__STATED TASK__
Render the lines below as a numbered list, from the line with "For every instance of the fender, mark" up to and including the line with "x=192 y=266", leaving out any blank lines. Include no other lines.
---
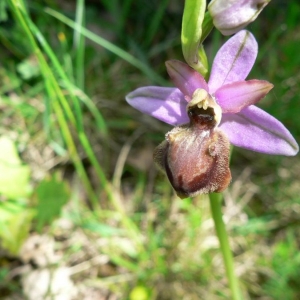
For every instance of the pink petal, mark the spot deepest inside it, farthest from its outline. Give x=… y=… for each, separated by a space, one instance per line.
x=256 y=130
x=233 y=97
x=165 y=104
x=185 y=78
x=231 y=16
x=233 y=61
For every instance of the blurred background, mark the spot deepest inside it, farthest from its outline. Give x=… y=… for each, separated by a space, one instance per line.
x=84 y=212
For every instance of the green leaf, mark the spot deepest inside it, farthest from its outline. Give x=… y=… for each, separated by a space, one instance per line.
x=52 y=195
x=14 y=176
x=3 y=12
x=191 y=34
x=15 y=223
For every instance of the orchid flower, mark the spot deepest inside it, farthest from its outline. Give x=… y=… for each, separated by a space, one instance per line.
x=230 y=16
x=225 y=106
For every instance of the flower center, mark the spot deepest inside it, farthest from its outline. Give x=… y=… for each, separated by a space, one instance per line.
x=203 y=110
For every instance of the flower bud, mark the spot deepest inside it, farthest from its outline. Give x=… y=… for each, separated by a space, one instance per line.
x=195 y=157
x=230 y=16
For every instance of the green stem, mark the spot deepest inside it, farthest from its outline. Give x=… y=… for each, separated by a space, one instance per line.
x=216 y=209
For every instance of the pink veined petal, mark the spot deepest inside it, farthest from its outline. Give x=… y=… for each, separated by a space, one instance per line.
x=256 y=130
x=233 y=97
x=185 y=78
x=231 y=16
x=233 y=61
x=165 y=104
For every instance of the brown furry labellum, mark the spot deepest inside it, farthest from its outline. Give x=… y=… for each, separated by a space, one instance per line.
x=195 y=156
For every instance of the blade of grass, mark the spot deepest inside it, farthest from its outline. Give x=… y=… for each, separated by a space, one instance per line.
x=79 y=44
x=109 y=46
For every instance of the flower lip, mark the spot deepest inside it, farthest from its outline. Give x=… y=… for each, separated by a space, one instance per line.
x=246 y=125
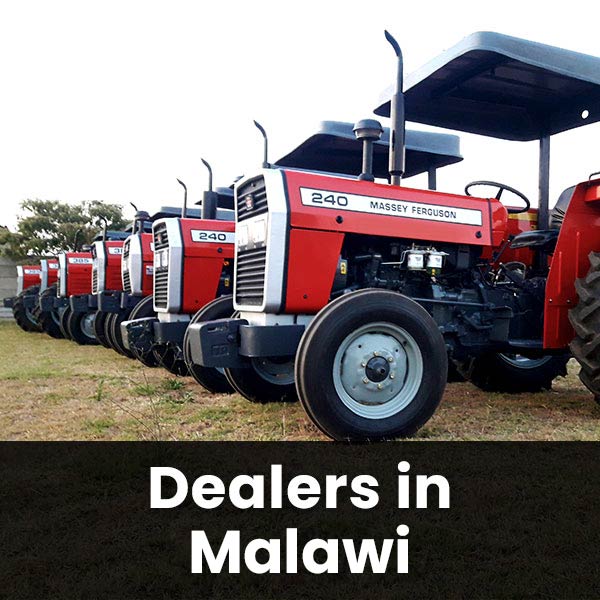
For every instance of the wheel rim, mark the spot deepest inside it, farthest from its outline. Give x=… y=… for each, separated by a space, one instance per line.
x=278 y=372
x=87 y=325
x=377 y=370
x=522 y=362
---
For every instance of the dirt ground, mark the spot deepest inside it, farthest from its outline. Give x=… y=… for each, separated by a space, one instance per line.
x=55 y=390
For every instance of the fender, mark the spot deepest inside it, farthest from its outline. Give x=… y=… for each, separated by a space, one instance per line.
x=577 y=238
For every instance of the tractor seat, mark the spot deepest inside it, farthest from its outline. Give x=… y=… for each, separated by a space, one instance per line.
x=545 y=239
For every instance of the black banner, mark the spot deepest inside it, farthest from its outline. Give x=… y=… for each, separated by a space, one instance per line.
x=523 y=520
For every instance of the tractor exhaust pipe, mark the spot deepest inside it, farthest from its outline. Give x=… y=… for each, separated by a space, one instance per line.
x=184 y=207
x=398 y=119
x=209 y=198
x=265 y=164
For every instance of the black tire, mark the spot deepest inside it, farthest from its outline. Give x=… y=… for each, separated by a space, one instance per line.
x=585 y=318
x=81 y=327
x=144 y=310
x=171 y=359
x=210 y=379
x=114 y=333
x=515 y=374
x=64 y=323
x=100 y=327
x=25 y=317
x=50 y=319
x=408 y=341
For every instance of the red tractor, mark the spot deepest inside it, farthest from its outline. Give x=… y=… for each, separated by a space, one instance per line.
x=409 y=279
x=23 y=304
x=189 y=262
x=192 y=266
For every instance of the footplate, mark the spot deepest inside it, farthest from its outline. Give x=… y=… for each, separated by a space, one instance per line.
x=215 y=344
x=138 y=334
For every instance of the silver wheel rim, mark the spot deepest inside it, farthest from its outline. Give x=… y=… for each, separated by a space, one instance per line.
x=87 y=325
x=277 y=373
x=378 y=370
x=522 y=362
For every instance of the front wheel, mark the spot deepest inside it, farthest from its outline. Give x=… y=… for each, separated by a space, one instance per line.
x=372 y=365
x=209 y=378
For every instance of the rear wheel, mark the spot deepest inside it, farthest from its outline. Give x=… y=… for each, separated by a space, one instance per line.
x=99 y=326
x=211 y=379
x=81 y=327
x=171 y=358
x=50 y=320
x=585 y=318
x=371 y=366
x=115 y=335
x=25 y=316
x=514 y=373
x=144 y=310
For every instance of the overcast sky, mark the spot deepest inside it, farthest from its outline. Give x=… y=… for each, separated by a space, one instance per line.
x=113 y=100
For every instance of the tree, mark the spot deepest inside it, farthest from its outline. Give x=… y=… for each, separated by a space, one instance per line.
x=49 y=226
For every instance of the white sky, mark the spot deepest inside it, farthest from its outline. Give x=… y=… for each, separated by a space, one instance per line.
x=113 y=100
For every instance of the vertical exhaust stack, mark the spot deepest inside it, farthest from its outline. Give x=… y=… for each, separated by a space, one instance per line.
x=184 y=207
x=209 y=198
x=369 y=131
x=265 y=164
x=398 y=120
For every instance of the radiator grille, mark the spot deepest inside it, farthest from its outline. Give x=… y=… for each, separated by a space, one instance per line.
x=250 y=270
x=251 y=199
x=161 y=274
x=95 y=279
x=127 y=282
---
__EXERCISE RESPONSE__
1. For every instance of the fender, mark the spot deepest inside it, farthest from its outline. Give x=… y=… for each, separated by a space, one instance per line.
2. x=577 y=238
3. For every instance of the tractor seat, mark the spot deepest inside it, farthest from its outline. Give x=… y=… for each, separated by a space, one instance per line.
4. x=545 y=239
5. For every instance of the black banner, mark the spot deepest inside it, farthest from its outline. Give x=… y=… for each, separated by a space, one instance per line.
6. x=523 y=520
7. For every instance of the tractor exhaust pipe, mark the spot deepest inside it, farthest from its outline. Give x=… y=… for each, separated by a space, one instance per line.
8. x=184 y=207
9. x=398 y=119
10. x=209 y=198
11. x=265 y=164
12. For every instance of the black tire, mark the spot deepest inside it, farthest from its outline. Give x=… y=… for each, separated by a space, one instance per line.
13. x=585 y=318
14. x=81 y=327
15. x=144 y=310
16. x=171 y=359
17. x=210 y=379
18. x=114 y=333
19. x=515 y=374
20. x=64 y=323
21. x=100 y=327
22. x=25 y=317
23. x=50 y=319
24. x=408 y=341
25. For every instance of the red tractor, mark the spot deepest inside it, farthest from its outline. Give x=… y=… for each, separated by a space, one instance per line.
26. x=409 y=279
27. x=23 y=304
28. x=189 y=262
29. x=192 y=266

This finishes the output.